PAGE EXTRACT Start Marker

12th Chief Whip of the Jatiya Sangsad
- Incumbent
- Assumed office 2 March 2026
- Leader: Tarique Rahman
- Preceded by: Noor-E-Alam Chowdhury Liton

Member of the Bangladesh Parliament for Barguna-2
- Incumbent
- Assumed office 17 February 2026
- Preceded by: Sultana Nadira
- In office 28 October 2001 – 27 October 2006
- Preceded by: Golam Sarwar Hiru
- Succeeded by: Golam Sabur Tulu
- In office 27 February 1991 – 15 February 1996
- Succeeded by: Golam Sarwar Hiru
- In office 3 March 1988 – 27 February 1991
- Preceded by: Syed Rahmatur Rob Irtiza Ahsan

Personal details
- Born: 23 March 1955 (age 71) Patharghata, Barguna
- Party: Bangladesh Nationalist Party

= Nurul Islam Moni =

Bangladeshi politician

Nurul Islam Moni is a Bangladesh Nationalist Party politician and a member of parliament for Barguna-2 and Chief Whip of the Jatiya Sangsad.

==Career==
Moni was elected to parliament from Barguna-2 as an independent candidate in 1988.

Moni was elected to parliament from Barguna-2 as an independent candidate in 1991. He had received 19,616 votes while Golam Kabir of Awami League came second with 13,764.

PAGE EXTRACT End Marker
RECORD EXTRACTS Start Marker

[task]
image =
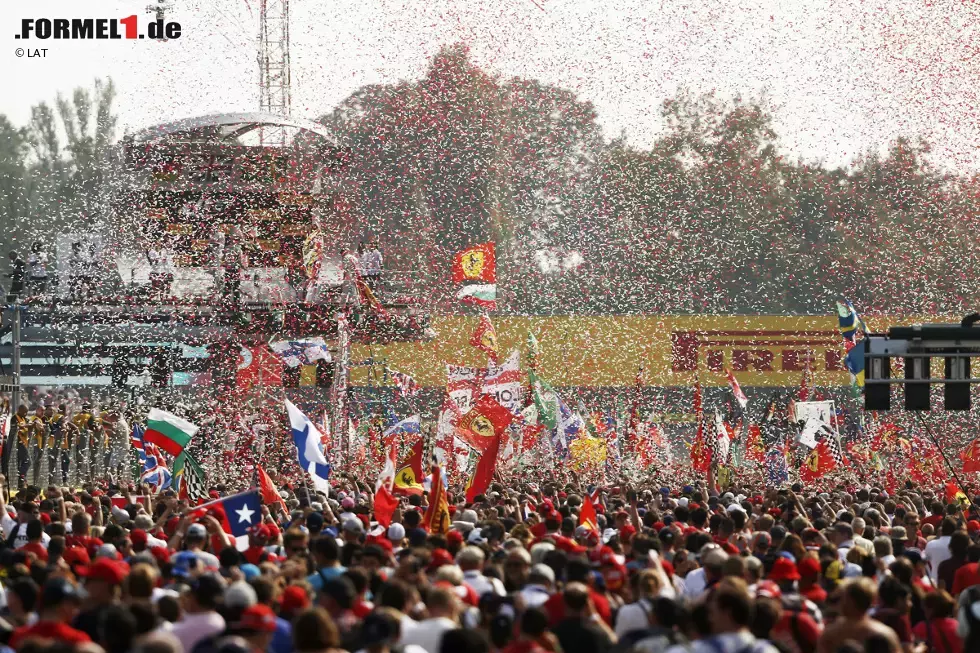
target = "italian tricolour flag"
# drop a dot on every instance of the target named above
(481, 294)
(167, 431)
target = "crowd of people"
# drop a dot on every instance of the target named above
(672, 569)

RECORD EXTRACTS End Marker

#### [TASKS TO PERFORM]
1. In the profile of Nurul Islam Moni, rewrite everything from "Bangladeshi politician" down to "candidate in 1988.", swapping "Bangladesh Nationalist Party" for "BNP".
2. Name every person in the Nurul Islam Moni profile besides Moni himself.
3. Proceed with the Nurul Islam Moni profile, writing on from its final sentence.

#### [RESPONSES TO THE TASKS]
1.
Bangladeshi politician

Nurul Islam Moni is a BNP politician and a member of parliament for Barguna-2 and Chief Whip of the Jatiya Sangsad.

==Career==
Moni was elected to parliament from Barguna-2 as an independent candidate in 1988.

2.
Tarique Rahman
Noor-E-Alam Chowdhury Liton
Sultana Nadira
Golam Sarwar Hiru
Golam Sabur Tulu
Syed Rahmatur Rob Irtiza Ahsan
Golam Kabir

3.
Moni was elected to parliament from Barguna-2 as a Bangladesh Nationalist Party candidate in 2001. He had received 44,014 votes while his nearest rival Md. Golam Sarowar Hiru of Awami League got 24,772. Anowar Hossain Monju of Jatiya Party came third with 19,350. He received a plot in Chittagong City from the Bangladesh Nationalist Party government.

On 4 November 2007, Moni was sentenced to 14 years imprisonment in a corruption case by Barguna District court. His brother, Saiful Islam Jamal, was also sentenced to jail in the verdict. They went on the run and surrendered to the Barguna court on 29 October 2008. Judge Md Musharraf Hossain sent them to jail upon surrender.

Moni sought nomination from Bangladesh Nationalist Party for Barguna-2 constituency for the 11th parliamentary election in 2018. The party nominated him for the election.

In September 2022, Moni's motorcade was attacked by Awami League activists injuring him and 50 activists of the Bangladesh Nationalist Party.